Work instruction:
Below are records; copy every line among them that contains the word "writing".

[Task inputs — start]

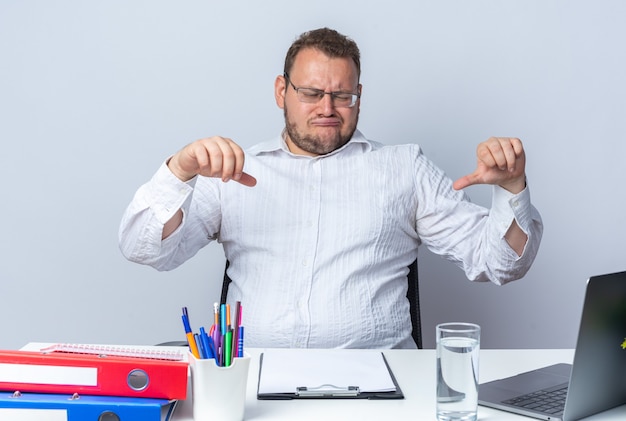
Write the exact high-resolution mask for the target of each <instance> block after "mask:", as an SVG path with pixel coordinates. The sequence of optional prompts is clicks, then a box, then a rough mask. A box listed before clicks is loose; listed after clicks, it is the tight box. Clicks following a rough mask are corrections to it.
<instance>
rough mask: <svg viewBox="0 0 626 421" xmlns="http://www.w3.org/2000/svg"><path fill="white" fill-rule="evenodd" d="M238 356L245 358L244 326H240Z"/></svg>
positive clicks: (238, 339)
mask: <svg viewBox="0 0 626 421" xmlns="http://www.w3.org/2000/svg"><path fill="white" fill-rule="evenodd" d="M237 356H238V357H239V358H243V326H239V334H238V335H237Z"/></svg>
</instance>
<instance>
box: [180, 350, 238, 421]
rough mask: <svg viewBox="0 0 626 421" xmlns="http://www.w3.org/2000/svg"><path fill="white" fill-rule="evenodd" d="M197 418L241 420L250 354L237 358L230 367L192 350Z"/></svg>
mask: <svg viewBox="0 0 626 421" xmlns="http://www.w3.org/2000/svg"><path fill="white" fill-rule="evenodd" d="M189 362H190V367H191V396H192V402H193V419H194V420H195V421H209V420H216V421H217V420H219V421H241V420H243V415H244V412H245V408H246V388H247V385H248V369H249V367H250V355H249V354H248V353H244V356H243V357H239V358H233V363H232V364H231V365H230V366H228V367H219V366H217V364H215V360H214V359H212V358H210V359H198V358H196V357H194V356H193V355H192V354H189Z"/></svg>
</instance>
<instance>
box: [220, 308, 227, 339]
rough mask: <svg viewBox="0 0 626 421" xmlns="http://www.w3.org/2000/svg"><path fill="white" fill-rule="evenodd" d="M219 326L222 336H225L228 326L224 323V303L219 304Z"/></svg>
mask: <svg viewBox="0 0 626 421" xmlns="http://www.w3.org/2000/svg"><path fill="white" fill-rule="evenodd" d="M220 328H221V330H222V336H226V332H227V331H228V326H227V325H226V304H222V305H221V306H220Z"/></svg>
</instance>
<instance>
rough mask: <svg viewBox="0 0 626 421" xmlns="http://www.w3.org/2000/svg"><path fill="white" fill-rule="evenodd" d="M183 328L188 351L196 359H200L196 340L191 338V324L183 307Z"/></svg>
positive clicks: (191, 337) (186, 307) (191, 335)
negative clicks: (188, 349) (186, 339)
mask: <svg viewBox="0 0 626 421" xmlns="http://www.w3.org/2000/svg"><path fill="white" fill-rule="evenodd" d="M182 318H183V326H184V328H185V336H187V342H188V343H189V350H190V351H191V353H192V354H193V356H194V357H196V358H201V356H200V352H199V351H198V346H197V344H196V340H195V338H194V336H193V331H192V330H191V323H189V313H188V312H187V307H183V317H182Z"/></svg>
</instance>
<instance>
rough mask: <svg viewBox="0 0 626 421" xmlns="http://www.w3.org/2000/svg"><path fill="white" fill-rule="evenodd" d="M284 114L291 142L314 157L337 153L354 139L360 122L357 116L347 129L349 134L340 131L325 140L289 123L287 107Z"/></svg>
mask: <svg viewBox="0 0 626 421" xmlns="http://www.w3.org/2000/svg"><path fill="white" fill-rule="evenodd" d="M283 113H284V116H285V129H286V130H287V135H288V136H289V139H291V141H292V142H293V143H294V144H295V145H296V146H297V147H299V148H300V149H302V150H304V151H306V152H309V153H311V154H314V155H326V154H329V153H331V152H332V151H335V150H337V149H339V148H341V147H342V146H343V145H345V144H346V143H348V142H349V141H350V139H351V138H352V135H353V134H354V132H355V131H356V125H357V122H358V120H359V115H358V114H357V116H356V118H355V120H354V123H353V124H352V125H350V126H349V127H347V133H345V134H342V132H341V131H339V132H336V133H335V134H334V135H333V136H332V137H330V138H326V140H324V139H323V138H322V136H319V135H315V134H312V133H302V132H301V131H300V130H298V127H296V124H295V123H292V122H291V121H289V113H288V111H287V106H286V105H285V107H284V109H283Z"/></svg>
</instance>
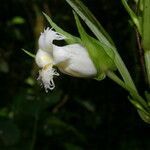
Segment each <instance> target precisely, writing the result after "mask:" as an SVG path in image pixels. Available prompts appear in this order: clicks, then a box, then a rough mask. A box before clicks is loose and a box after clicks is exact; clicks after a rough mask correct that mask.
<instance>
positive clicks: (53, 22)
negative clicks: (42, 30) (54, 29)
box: [43, 13, 81, 44]
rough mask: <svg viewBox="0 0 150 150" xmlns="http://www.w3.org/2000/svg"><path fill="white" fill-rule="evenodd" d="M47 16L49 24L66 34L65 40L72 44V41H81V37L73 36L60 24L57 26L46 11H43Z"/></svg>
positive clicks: (72, 42)
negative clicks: (65, 30) (45, 13)
mask: <svg viewBox="0 0 150 150" xmlns="http://www.w3.org/2000/svg"><path fill="white" fill-rule="evenodd" d="M43 14H44V16H45V18H46V19H47V21H48V22H49V24H50V25H51V26H52V28H54V29H55V30H56V31H57V32H58V33H60V34H62V35H64V36H65V37H66V39H65V41H66V42H67V43H68V44H72V43H81V40H80V38H78V37H76V36H73V35H71V34H69V33H68V32H66V31H64V30H62V29H61V28H60V27H59V26H57V25H56V24H55V23H54V22H53V21H52V19H51V18H50V17H49V16H48V15H47V14H45V13H43Z"/></svg>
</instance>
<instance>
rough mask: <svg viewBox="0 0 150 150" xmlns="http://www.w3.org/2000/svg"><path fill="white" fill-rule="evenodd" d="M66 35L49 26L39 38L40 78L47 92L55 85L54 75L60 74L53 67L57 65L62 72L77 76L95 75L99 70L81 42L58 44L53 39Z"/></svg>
mask: <svg viewBox="0 0 150 150" xmlns="http://www.w3.org/2000/svg"><path fill="white" fill-rule="evenodd" d="M64 39H65V36H63V35H61V34H59V33H57V32H55V31H53V30H52V29H49V28H47V29H46V30H44V32H43V33H41V35H40V38H39V50H38V52H37V54H36V58H35V60H36V63H37V65H38V66H39V67H40V68H42V69H41V70H40V71H39V78H38V79H39V80H41V81H42V83H43V85H44V88H45V90H46V92H47V91H48V89H50V90H52V89H54V87H55V84H54V81H53V76H58V75H59V74H58V73H57V72H56V70H55V69H54V68H53V66H56V67H57V68H58V69H59V70H60V71H61V72H63V73H65V74H68V75H71V76H75V77H94V76H96V74H97V70H96V68H95V66H94V64H93V62H92V60H91V59H90V57H89V54H88V51H87V49H86V48H84V47H83V46H82V45H81V44H71V45H66V46H56V45H54V44H53V40H64Z"/></svg>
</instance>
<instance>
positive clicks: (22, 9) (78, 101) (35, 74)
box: [0, 0, 150, 150]
mask: <svg viewBox="0 0 150 150" xmlns="http://www.w3.org/2000/svg"><path fill="white" fill-rule="evenodd" d="M84 2H85V4H86V5H87V6H88V7H89V9H90V10H91V11H92V12H93V13H94V15H95V16H96V17H97V18H98V19H99V20H100V22H101V23H102V25H103V26H104V27H105V29H106V30H107V31H108V32H109V33H110V35H111V36H112V38H113V39H114V41H115V42H116V45H117V47H118V48H119V49H120V53H121V56H122V57H123V59H124V61H125V62H126V64H127V67H128V68H129V70H131V73H132V76H133V77H134V78H135V81H136V84H137V85H139V87H140V88H139V90H141V91H142V90H143V89H144V85H143V84H142V81H141V78H142V76H141V70H140V67H139V60H138V59H136V57H134V56H138V53H137V52H136V44H135V34H134V31H132V30H131V28H130V24H129V23H128V19H129V17H128V15H127V13H126V12H125V10H124V8H123V6H122V5H121V2H120V1H113V0H99V1H97V0H84ZM133 7H134V5H133ZM42 11H43V12H46V13H47V14H48V15H49V16H50V17H52V19H53V20H54V21H55V22H56V23H58V24H59V26H61V27H63V28H64V29H65V30H66V31H69V32H70V33H72V34H75V35H76V34H77V29H76V27H75V22H74V18H73V15H72V10H71V8H70V7H69V6H68V5H67V3H66V2H65V0H45V1H43V0H30V1H29V0H0V35H1V40H0V150H33V149H35V150H49V149H56V150H57V149H58V150H84V149H86V150H99V149H103V150H111V149H112V148H113V149H116V150H149V149H150V142H149V141H150V136H149V131H150V127H149V126H148V125H147V124H145V123H144V122H142V121H141V120H140V118H139V117H138V115H137V113H136V110H135V109H134V108H133V107H132V106H131V104H130V103H129V102H128V100H127V98H126V96H127V93H126V92H124V90H123V89H121V88H120V87H118V86H117V85H115V84H114V83H112V81H110V80H109V79H105V80H104V81H102V82H97V81H95V80H90V79H88V80H85V79H78V78H72V77H69V76H67V75H61V76H60V77H59V78H57V79H55V81H56V88H55V89H54V90H53V91H52V92H49V93H48V94H47V93H45V91H44V89H43V88H41V87H40V84H39V83H38V82H37V80H36V78H37V74H38V68H37V67H36V65H35V63H34V60H33V59H32V58H30V57H29V56H27V55H26V54H25V53H24V52H23V51H22V50H21V49H22V48H25V49H27V50H30V51H31V52H32V53H35V52H36V50H37V39H38V36H39V35H40V32H41V31H43V29H44V28H45V27H46V26H48V24H47V22H46V19H45V18H44V17H43V15H42V13H41V12H42ZM135 72H137V73H136V74H135Z"/></svg>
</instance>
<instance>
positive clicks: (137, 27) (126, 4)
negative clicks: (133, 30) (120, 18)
mask: <svg viewBox="0 0 150 150" xmlns="http://www.w3.org/2000/svg"><path fill="white" fill-rule="evenodd" d="M121 1H122V4H123V6H124V7H125V9H126V11H127V12H128V14H129V15H130V17H131V19H132V21H133V23H134V24H135V25H136V27H137V29H138V32H139V33H140V34H142V27H141V24H140V21H139V19H138V17H137V16H136V14H135V13H134V12H133V11H132V9H131V8H130V7H129V5H128V3H127V1H126V0H121Z"/></svg>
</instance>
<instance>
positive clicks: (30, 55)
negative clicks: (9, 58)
mask: <svg viewBox="0 0 150 150" xmlns="http://www.w3.org/2000/svg"><path fill="white" fill-rule="evenodd" d="M22 50H23V51H24V52H25V53H26V54H27V55H29V56H31V57H32V58H35V55H34V54H32V53H31V52H29V51H27V50H25V49H22Z"/></svg>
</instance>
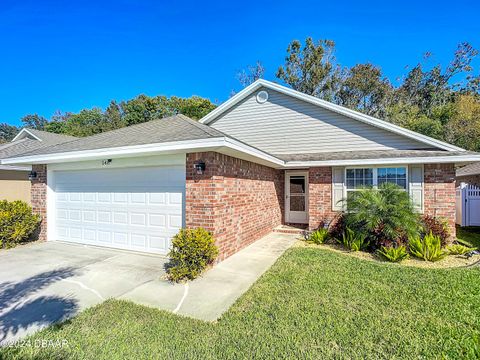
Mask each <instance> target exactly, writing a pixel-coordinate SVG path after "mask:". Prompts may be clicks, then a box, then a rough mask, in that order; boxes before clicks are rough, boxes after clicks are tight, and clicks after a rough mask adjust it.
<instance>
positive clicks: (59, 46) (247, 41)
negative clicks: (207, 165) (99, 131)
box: [0, 0, 480, 124]
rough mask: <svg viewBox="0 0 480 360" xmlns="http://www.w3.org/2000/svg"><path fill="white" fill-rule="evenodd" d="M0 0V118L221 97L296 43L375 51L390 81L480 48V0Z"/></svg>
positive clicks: (269, 68) (338, 58)
mask: <svg viewBox="0 0 480 360" xmlns="http://www.w3.org/2000/svg"><path fill="white" fill-rule="evenodd" d="M396 3H398V4H396V5H395V4H393V2H391V1H375V2H368V1H362V2H355V1H352V2H349V1H342V2H340V1H339V2H332V1H329V2H322V1H297V2H292V1H269V0H263V1H252V2H246V1H242V2H232V1H228V0H227V1H219V2H207V1H181V2H180V1H178V2H177V1H165V2H163V1H133V0H132V1H127V0H116V1H101V0H97V1H81V0H79V1H75V2H73V1H48V0H45V1H21V0H2V1H1V2H0V34H1V36H0V44H1V49H2V52H1V56H0V122H8V123H11V124H19V123H20V118H21V117H22V116H23V115H25V114H29V113H38V114H40V115H43V116H45V117H47V118H49V117H50V116H51V115H52V114H53V112H54V111H56V110H61V111H72V112H76V111H79V110H80V109H83V108H91V107H94V106H99V107H102V108H104V107H105V106H107V105H108V103H109V101H110V100H111V99H116V100H122V99H129V98H132V97H134V96H136V95H138V94H140V93H145V94H147V95H159V94H162V95H167V96H170V95H177V96H183V97H188V96H191V95H200V96H203V97H207V98H209V99H210V100H212V101H214V102H217V103H219V102H222V101H225V100H226V99H227V98H228V97H229V94H230V93H231V90H233V89H239V84H238V81H237V80H236V79H235V74H236V72H237V71H238V70H239V69H242V68H244V67H246V66H247V65H248V64H253V63H255V61H256V60H261V61H262V62H263V64H264V65H265V67H266V69H267V72H266V76H265V77H266V78H267V79H269V80H275V71H276V69H277V68H278V66H279V65H280V64H281V63H282V61H283V59H284V57H285V50H286V47H287V45H288V43H289V42H290V41H291V40H293V39H300V40H303V39H305V37H307V36H312V37H313V38H315V39H321V38H328V39H332V40H334V41H335V42H336V44H337V59H338V61H339V62H340V63H341V64H342V65H343V66H352V65H354V64H355V63H360V62H372V63H374V64H376V65H379V66H381V67H382V69H383V71H384V73H385V74H386V75H387V76H388V77H389V78H390V79H391V80H392V81H394V80H395V78H397V77H399V76H401V75H402V74H403V73H404V72H405V70H404V67H405V66H406V65H408V64H411V65H414V64H415V63H417V62H418V61H420V60H421V58H422V54H423V53H424V52H425V51H431V52H432V53H433V54H434V56H433V59H432V63H438V62H440V63H447V62H448V61H449V60H450V58H451V56H452V54H453V51H454V50H455V48H456V45H457V44H458V43H459V42H461V41H469V42H471V43H472V44H473V45H474V46H475V47H477V48H480V21H478V17H479V15H480V3H479V2H478V1H462V0H458V1H455V2H452V1H445V2H443V3H442V1H431V2H430V1H418V0H417V1H412V2H410V1H401V2H396Z"/></svg>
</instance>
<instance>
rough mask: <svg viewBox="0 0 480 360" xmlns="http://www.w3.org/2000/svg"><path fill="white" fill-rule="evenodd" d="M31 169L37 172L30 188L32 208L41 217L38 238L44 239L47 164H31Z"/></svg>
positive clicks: (46, 203) (45, 226) (45, 224)
mask: <svg viewBox="0 0 480 360" xmlns="http://www.w3.org/2000/svg"><path fill="white" fill-rule="evenodd" d="M32 171H36V172H37V178H36V179H35V180H33V181H32V187H31V190H30V191H31V198H32V209H33V212H34V213H35V214H40V216H41V218H42V222H41V223H40V229H39V233H38V240H40V241H45V240H47V165H33V166H32Z"/></svg>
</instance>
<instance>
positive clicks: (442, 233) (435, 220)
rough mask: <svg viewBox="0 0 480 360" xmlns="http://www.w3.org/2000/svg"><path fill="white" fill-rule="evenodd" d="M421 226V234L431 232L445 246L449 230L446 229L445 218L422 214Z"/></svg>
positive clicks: (424, 234)
mask: <svg viewBox="0 0 480 360" xmlns="http://www.w3.org/2000/svg"><path fill="white" fill-rule="evenodd" d="M421 227H422V234H423V236H425V235H427V234H430V233H432V234H433V235H436V236H438V237H439V238H440V240H441V242H442V246H445V245H446V244H447V243H448V239H449V237H450V230H449V229H448V222H447V220H446V219H442V218H439V217H434V216H430V215H423V216H422V220H421Z"/></svg>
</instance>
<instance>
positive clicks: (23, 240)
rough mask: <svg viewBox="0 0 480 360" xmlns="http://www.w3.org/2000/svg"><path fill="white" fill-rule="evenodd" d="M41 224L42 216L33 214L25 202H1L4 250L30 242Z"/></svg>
mask: <svg viewBox="0 0 480 360" xmlns="http://www.w3.org/2000/svg"><path fill="white" fill-rule="evenodd" d="M39 223H40V216H39V215H37V214H33V213H32V208H31V207H30V206H29V205H28V204H27V203H25V202H23V201H20V200H17V201H11V202H10V201H7V200H1V201H0V244H1V247H2V248H4V249H5V248H11V247H14V246H16V245H17V244H19V243H21V242H25V241H27V240H29V238H30V236H31V235H32V233H33V232H34V231H35V229H36V228H37V226H38V224H39Z"/></svg>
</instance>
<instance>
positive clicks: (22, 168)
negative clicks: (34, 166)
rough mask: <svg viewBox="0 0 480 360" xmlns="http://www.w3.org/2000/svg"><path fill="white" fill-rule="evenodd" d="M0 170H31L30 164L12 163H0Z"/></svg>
mask: <svg viewBox="0 0 480 360" xmlns="http://www.w3.org/2000/svg"><path fill="white" fill-rule="evenodd" d="M0 170H11V171H31V170H32V167H31V166H13V165H0Z"/></svg>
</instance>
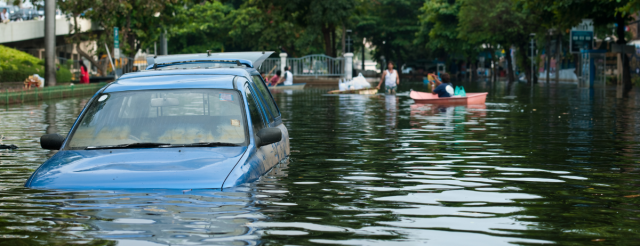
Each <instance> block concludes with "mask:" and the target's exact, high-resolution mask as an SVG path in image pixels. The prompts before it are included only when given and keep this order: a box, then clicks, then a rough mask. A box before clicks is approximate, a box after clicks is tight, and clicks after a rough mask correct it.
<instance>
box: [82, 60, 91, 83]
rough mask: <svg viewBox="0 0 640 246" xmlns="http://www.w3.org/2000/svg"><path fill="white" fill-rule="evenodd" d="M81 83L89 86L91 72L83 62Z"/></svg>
mask: <svg viewBox="0 0 640 246" xmlns="http://www.w3.org/2000/svg"><path fill="white" fill-rule="evenodd" d="M80 83H81V84H89V70H88V69H87V66H85V65H84V62H83V61H80Z"/></svg>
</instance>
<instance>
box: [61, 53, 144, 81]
mask: <svg viewBox="0 0 640 246" xmlns="http://www.w3.org/2000/svg"><path fill="white" fill-rule="evenodd" d="M97 63H98V66H95V65H94V64H92V63H91V62H88V61H85V62H84V65H85V66H87V68H88V69H89V77H113V76H114V75H115V74H118V76H122V75H123V74H126V73H131V72H137V71H142V70H144V69H145V68H146V67H147V60H146V58H144V57H138V58H135V59H134V58H130V57H123V58H119V59H113V65H114V66H115V68H116V69H115V71H114V70H113V67H112V66H111V63H110V62H109V59H108V58H106V57H103V58H102V59H100V60H98V61H97ZM58 64H60V65H61V66H65V67H66V68H68V69H69V71H71V73H72V74H73V80H76V81H77V80H80V61H78V60H72V59H67V58H64V57H58ZM98 68H100V69H101V70H102V74H101V73H99V71H98Z"/></svg>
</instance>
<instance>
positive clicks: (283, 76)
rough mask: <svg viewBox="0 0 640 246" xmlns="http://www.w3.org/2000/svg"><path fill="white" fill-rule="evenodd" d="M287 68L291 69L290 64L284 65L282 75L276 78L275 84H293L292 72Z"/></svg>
mask: <svg viewBox="0 0 640 246" xmlns="http://www.w3.org/2000/svg"><path fill="white" fill-rule="evenodd" d="M289 70H291V67H290V66H286V67H284V75H282V77H280V80H278V82H277V83H276V85H278V84H280V83H282V82H284V85H293V74H292V73H291V71H289Z"/></svg>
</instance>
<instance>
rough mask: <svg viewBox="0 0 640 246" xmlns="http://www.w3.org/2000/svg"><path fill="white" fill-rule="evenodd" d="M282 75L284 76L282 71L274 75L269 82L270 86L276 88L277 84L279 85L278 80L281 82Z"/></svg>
mask: <svg viewBox="0 0 640 246" xmlns="http://www.w3.org/2000/svg"><path fill="white" fill-rule="evenodd" d="M280 75H282V72H280V70H278V71H276V75H273V77H271V79H270V80H269V85H270V86H271V85H273V86H275V84H276V83H278V80H280Z"/></svg>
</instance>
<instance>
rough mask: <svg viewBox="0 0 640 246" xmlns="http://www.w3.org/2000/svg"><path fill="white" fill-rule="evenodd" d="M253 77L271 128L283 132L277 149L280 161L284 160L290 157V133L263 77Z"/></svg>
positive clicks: (255, 84)
mask: <svg viewBox="0 0 640 246" xmlns="http://www.w3.org/2000/svg"><path fill="white" fill-rule="evenodd" d="M251 77H252V79H253V85H254V86H255V87H256V88H255V91H256V92H257V94H258V95H259V96H260V99H261V100H262V102H263V103H262V105H263V106H264V107H263V108H264V109H265V112H267V113H268V114H269V117H268V119H269V126H270V127H277V128H280V130H281V131H282V141H281V144H280V145H277V146H276V148H277V152H278V153H277V154H278V155H279V157H280V159H284V158H285V157H287V156H288V155H289V132H288V130H287V127H286V126H285V125H284V124H283V122H282V116H281V114H280V109H279V108H278V106H277V104H276V102H275V100H273V96H272V95H271V92H269V89H268V88H267V86H266V83H265V82H264V80H263V79H262V77H261V76H260V75H258V74H252V75H251Z"/></svg>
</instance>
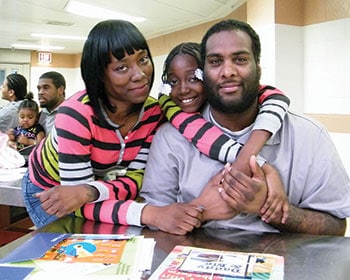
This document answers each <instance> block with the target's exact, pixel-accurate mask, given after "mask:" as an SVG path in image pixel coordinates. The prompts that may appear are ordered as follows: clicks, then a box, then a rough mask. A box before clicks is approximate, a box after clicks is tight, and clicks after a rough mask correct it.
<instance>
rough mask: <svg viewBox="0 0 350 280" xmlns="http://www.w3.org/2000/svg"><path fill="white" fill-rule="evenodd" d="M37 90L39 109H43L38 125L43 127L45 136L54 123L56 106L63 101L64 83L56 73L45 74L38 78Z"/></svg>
mask: <svg viewBox="0 0 350 280" xmlns="http://www.w3.org/2000/svg"><path fill="white" fill-rule="evenodd" d="M37 89H38V95H39V96H38V99H39V103H40V107H41V108H43V109H42V110H41V113H40V118H39V123H40V124H41V125H42V126H43V127H44V129H45V132H46V134H49V133H50V131H51V128H52V126H53V125H54V123H55V116H56V114H57V110H58V106H59V105H61V103H62V102H63V101H64V99H65V89H66V81H65V79H64V77H63V75H62V74H60V73H58V72H55V71H50V72H46V73H44V74H42V75H41V76H40V78H39V82H38V86H37Z"/></svg>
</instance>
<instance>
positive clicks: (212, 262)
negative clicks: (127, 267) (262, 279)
mask: <svg viewBox="0 0 350 280" xmlns="http://www.w3.org/2000/svg"><path fill="white" fill-rule="evenodd" d="M283 266H284V259H283V257H281V256H277V255H272V254H258V253H241V252H232V251H218V250H211V249H205V248H196V247H189V246H176V247H175V248H174V249H173V250H172V252H171V253H170V254H169V256H168V257H167V258H166V259H165V260H164V261H163V263H162V264H161V265H160V266H159V268H158V269H157V270H156V271H155V272H154V273H153V274H152V276H151V277H150V279H149V280H156V279H157V280H163V279H192V280H203V279H212V280H242V279H271V280H272V279H283Z"/></svg>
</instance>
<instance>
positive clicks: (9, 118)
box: [0, 73, 27, 133]
mask: <svg viewBox="0 0 350 280" xmlns="http://www.w3.org/2000/svg"><path fill="white" fill-rule="evenodd" d="M0 90H1V98H2V99H4V100H7V101H9V102H8V103H7V104H6V105H4V106H3V107H0V132H3V133H6V132H7V131H8V130H9V129H10V128H14V127H16V126H17V125H18V107H19V105H20V104H21V103H22V101H23V99H24V98H25V96H26V95H27V80H26V78H25V77H24V76H23V75H21V74H17V73H13V74H9V75H8V76H7V77H6V78H5V80H4V82H3V83H2V85H1V88H0Z"/></svg>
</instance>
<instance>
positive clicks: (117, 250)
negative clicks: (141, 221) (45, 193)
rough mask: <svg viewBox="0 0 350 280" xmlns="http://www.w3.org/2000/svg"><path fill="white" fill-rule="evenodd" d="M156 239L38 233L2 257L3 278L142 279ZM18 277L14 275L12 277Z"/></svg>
mask: <svg viewBox="0 0 350 280" xmlns="http://www.w3.org/2000/svg"><path fill="white" fill-rule="evenodd" d="M154 245H155V241H154V240H153V239H152V238H144V237H143V236H132V235H120V234H109V235H103V234H59V233H37V234H36V235H34V236H33V237H32V238H31V239H29V240H28V241H27V242H25V243H24V244H22V245H21V246H20V247H18V248H17V249H16V250H14V251H13V252H11V253H10V254H8V255H7V256H6V257H4V258H3V259H1V260H0V275H1V278H2V277H3V278H2V279H50V278H51V279H52V278H53V279H56V278H55V277H59V278H60V279H109V278H111V279H142V277H143V275H144V274H145V273H147V272H148V271H150V269H151V264H152V263H151V261H152V258H153V251H154ZM14 276H15V278H13V277H14Z"/></svg>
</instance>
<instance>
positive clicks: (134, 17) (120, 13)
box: [65, 1, 146, 22]
mask: <svg viewBox="0 0 350 280" xmlns="http://www.w3.org/2000/svg"><path fill="white" fill-rule="evenodd" d="M65 10H66V11H67V12H69V13H72V14H76V15H80V16H84V17H91V18H99V19H123V20H127V21H131V22H142V21H145V20H146V19H145V18H142V17H133V16H129V15H125V14H121V13H117V12H113V11H110V10H107V9H105V8H100V7H97V6H93V5H90V4H85V3H82V2H78V1H69V2H68V4H67V5H66V7H65Z"/></svg>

[Task inputs — finish]

Result for this exercise:
Segment each <instance> target precisely, writing the result after "mask:" as an SVG path in image pixels. Available prompts appear in this order: clicks, then a box, then a rough mask. A box before clicks is loose and a box after clicks is exact; clicks after a rough mask correct that mask.
Mask each <instance> target exactly, writing a pixel-coordinate SVG path after "mask:". Prompts may be clicks, then a box, then a rough mask, in that order; boxes before clicks are rough, boxes after clicks are tight, and clicks after a rough mask adjust it.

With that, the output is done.